**Document section:**
-------------------------

To my thinking the path/segment length issue is moot.
isfile()
simply answers the question, "does this path resolve to an existing plain file". If the path is illegal for the specific filesystem then clearly the file cannot exist so it should returnfalse
.The reason for the failure is not relevant to the purpose of
isfile()
, and the fact that it uses a library call that throws an IOError is an implementation detail that should not be allowed to leak.Instead of trying to test if the path is legal which is "complicated", just try to
stat
it and swallow all errors from the filesystem and returnfalse
.As noted above a number of other similar functions probably should be made consistent.
I mostly agree, except for the case of permission issues. Given a folder /foo which I cannot access, and a file therein called bar, I cannot stat /foo/bar even though it is in fact a file. So really the return type should be Boolean|Missing
Given a folder /foo which I cannot access, and a file therein called bar, I cannot stat /foo/bar even though it is in fact a file.
The permissions you describe are set so you are not supposed to be able to see the file. It would be a security leak if isfile()
indicated the existence (by returning anything other than false) when you are not permitted to see the file.
I understand the security implications, but I don't think returning false
from Julia's isfile()
really helps. For one thing, the user can stat
the file directly to get the error code in question without worrying about what Julia does with it. For another, the error code only says that some directory in the path of the given string does not give the user execute permissions. The user already knows that directory exists (because it was able to list its parent). Ie, If the path in question is /foo/bar/biz
, the user can list the foo
directory, then the user will know that bar
exists. But if the bar
directory does not grant the user permissions to list it, the user gains no info about whether biz
file exists; the error just indicates that some directory is not accessible by the user. So basically missing
is the correct return value, because Julia is unable to confirm or deny the existence of the file, only that it looks like a path as far as it can tell.

-------------------------

**Data:**
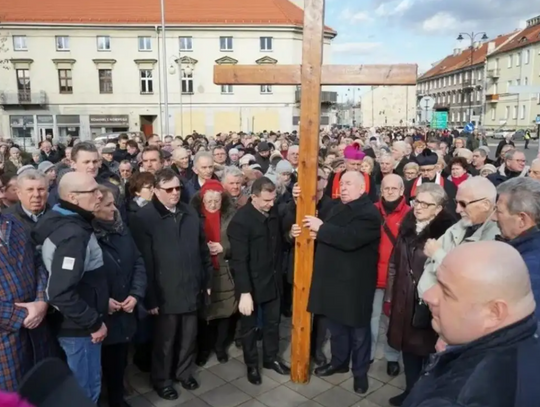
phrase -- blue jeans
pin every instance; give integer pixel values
(84, 360)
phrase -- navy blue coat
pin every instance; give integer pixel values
(528, 245)
(126, 275)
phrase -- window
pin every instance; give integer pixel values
(226, 89)
(65, 81)
(186, 43)
(145, 44)
(147, 81)
(105, 80)
(187, 82)
(225, 43)
(62, 43)
(104, 43)
(19, 43)
(266, 43)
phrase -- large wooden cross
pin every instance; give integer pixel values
(310, 75)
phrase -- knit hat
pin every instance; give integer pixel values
(45, 166)
(284, 166)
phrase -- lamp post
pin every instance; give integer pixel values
(472, 36)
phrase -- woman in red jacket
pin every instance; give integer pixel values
(393, 209)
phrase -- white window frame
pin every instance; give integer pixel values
(266, 89)
(145, 44)
(20, 43)
(185, 44)
(266, 44)
(226, 43)
(103, 43)
(187, 83)
(227, 90)
(146, 81)
(62, 42)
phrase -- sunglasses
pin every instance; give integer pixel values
(170, 190)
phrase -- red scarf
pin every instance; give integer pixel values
(212, 230)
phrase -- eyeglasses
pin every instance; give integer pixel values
(464, 204)
(170, 190)
(422, 205)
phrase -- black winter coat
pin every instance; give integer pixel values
(256, 248)
(345, 270)
(126, 276)
(176, 256)
(408, 255)
(498, 370)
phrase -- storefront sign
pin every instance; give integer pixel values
(105, 120)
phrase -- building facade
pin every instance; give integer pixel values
(64, 76)
(513, 72)
(457, 84)
(389, 106)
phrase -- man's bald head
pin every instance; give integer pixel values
(352, 186)
(80, 189)
(486, 293)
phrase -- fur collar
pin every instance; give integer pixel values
(438, 226)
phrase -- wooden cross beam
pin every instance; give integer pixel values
(310, 75)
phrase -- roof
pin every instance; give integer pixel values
(456, 62)
(90, 12)
(528, 36)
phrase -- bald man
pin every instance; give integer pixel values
(483, 308)
(345, 277)
(475, 204)
(77, 285)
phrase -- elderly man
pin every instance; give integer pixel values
(393, 209)
(518, 216)
(77, 285)
(203, 167)
(32, 191)
(475, 201)
(483, 308)
(399, 150)
(349, 237)
(515, 165)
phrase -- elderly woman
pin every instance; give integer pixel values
(409, 329)
(458, 170)
(216, 210)
(411, 171)
(126, 276)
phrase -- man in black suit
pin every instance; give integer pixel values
(255, 236)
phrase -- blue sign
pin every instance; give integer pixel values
(439, 120)
(469, 128)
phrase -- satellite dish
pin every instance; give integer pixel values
(426, 102)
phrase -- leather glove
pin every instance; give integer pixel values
(246, 304)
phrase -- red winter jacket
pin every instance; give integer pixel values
(386, 247)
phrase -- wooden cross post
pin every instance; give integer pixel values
(310, 75)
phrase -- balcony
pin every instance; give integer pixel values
(493, 73)
(326, 96)
(18, 99)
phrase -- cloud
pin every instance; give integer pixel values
(360, 47)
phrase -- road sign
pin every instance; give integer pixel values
(439, 120)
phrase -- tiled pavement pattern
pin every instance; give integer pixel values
(227, 386)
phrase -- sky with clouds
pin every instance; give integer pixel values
(416, 31)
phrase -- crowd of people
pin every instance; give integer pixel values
(180, 247)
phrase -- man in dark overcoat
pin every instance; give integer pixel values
(345, 277)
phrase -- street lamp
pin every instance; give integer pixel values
(472, 36)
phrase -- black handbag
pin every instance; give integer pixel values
(421, 318)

-------------------------

**Instructions:**
1 > In the discussion of Julia's isfile(), what return value does the final reply say is correct when a directory in the path does not grant the user permission?
2 > Continue the discussion of Julia's isfile() from the point where it stops.

**Expected outputs:**
1 > It says missing is the correct return value.

2 >
True, nothing that uses stat()
can be more secure than stat()
is, so yes bar
must not be searchable by the user, and stat()
will return EACCESS
.
What about all the other reasons that the file cannot be resolved?
On Linux stat()
(Windows error codes are different IIUC) EACCESS
, ELOOP
, ENAMETOOLONG
, ENOENT
, ENOTDIR
all relate to all components of the pathname, but Linux stat()
gives no information which component, isfile()
would have to walk the path to find which, so the status of the file is indeterminate unless that is done, so IIUC your argument all stat()
errors should return missing
. But in all cases as far as the user is concerned the path does not resolve to a file, so isfile()
can also legitimately return false
.
As you say, if the user wants more information they can use stat
directly, so the only reason for isfile()
existing is to just to make simple usage simple, eg:
if isfile(path)
do_something(path) # ignoring potential race, its "simple" after all
end
But returning missing
will mean that simple usage may now throw TypeError
from the if
IIUC.
your argument all stat() errors should return missing.
Not what I was saying. I only meant that stat
returning an empty result for files that don't exist seems like a bug. Sorry for being unclear.
As for isfile
and friends, I was only suggesting EACCESS
map to missing
. ELOOP
, ENAMETOOLONG
, ENOENT
, and ENOTDIR
all seem like they would map to false
IMO.
The other one I'm unsure about is EIO
:
An error occurred while reading from the file system.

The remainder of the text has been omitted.